● **Source passage**:
★ ★ ★ ★ ★ ★ ★
A couple of dabs of holy oil and a few drops of water gently dribbled on to your head, or a chunk of your private parts removed with a knife? Baptism or brit — which introduction to religion seems more appealing?
Put like that, it’s a close-run thing isn’t it? In the past fortnight I have attended one of each. The baptism was more picturesque and doubtless it ups a child’s status in the kingdom of heaven, but back on earth, rather like a barmitzvah, I suspect all too often it’s the last religious experience the kid ever has. So a brit may be the better bargain. After all, circumcision lasts forever and if you want your son to be a doctor, what better way to start than with surgery?
There’s quite a lot of debate about circumcision nowadays, but what’s not to like? Five minutes and a few brachot after the deed was done, and with the exception of the baby himself and an eminent criminal lawyer who felt a bit queasy, we were all tucking into smoked salmon bagels. Why so relaxed? Because we know that in our lives as Jewish men, a brit will be the least of our problems.
As for the baptism — I didn’t just attend it, I was actually a godfather. Now I know that isn’t a very Yiddishe way of going on. We Jews don’t really do godfathers, not even in the Mafia: Don Corleone was a godfather, Meyer Lansky was just a big-time crook. My ill-suitedness for the role had been made known to the priest in advance and he had charitably turned the other cheek. So there I was, fontside — honoured to be chosen by the child’s parents as a good sort who might at least have kind thoughts about the lad and slip him a few quid for his birthday.
★ ★ ★ ★ ★ ★ ★
● **Task item**:
Repeat the piece on attending a baptism and a brit word for word, from start to finish.

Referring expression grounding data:
★ ★ ★ ★ ★ ★ ★
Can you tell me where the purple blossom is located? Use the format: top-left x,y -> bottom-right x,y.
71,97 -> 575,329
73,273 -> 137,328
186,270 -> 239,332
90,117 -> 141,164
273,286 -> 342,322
★ ★ ★ ★ ★ ★ ★
● **Task output**:
A couple of dabs of holy oil and a few drops of water gently dribbled on to your head, or a chunk of your private parts removed with a knife? Baptism or brit — which introduction to religion seems more appealing?
Put like that, it’s a close-run thing isn’t it? In the past fortnight I have attended one of each. The baptism was more picturesque and doubtless it ups a child’s status in the kingdom of heaven, but back on earth, rather like a barmitzvah, I suspect all too often it’s the last religious experience the kid ever has. So a brit may be the better bargain. After all, circumcision lasts forever and if you want your son to be a doctor, what better way to start than with surgery?
There’s quite a lot of debate about circumcision nowadays, but what’s not to like? Five minutes and a few brachot after the deed was done, and with the exception of the baby himself and an eminent criminal lawyer who felt a bit queasy, we were all tucking into smoked salmon bagels. Why so relaxed? Because we know that in our lives as Jewish men, a brit will be the least of our problems.
As for the baptism — I didn’t just attend it, I was actually a godfather. Now I know that isn’t a very Yiddishe way of going on. We Jews don’t really do godfathers, not even in the Mafia: Don Corleone was a godfather, Meyer Lansky was just a big-time crook. My ill-suitedness for the role had been made known to the priest in advance and he had charitably turned the other cheek. So there I was, fontside — honoured to be chosen by the child’s parents as a good sort who might at least have kind thoughts about the lad and slip him a few quid for his birthday.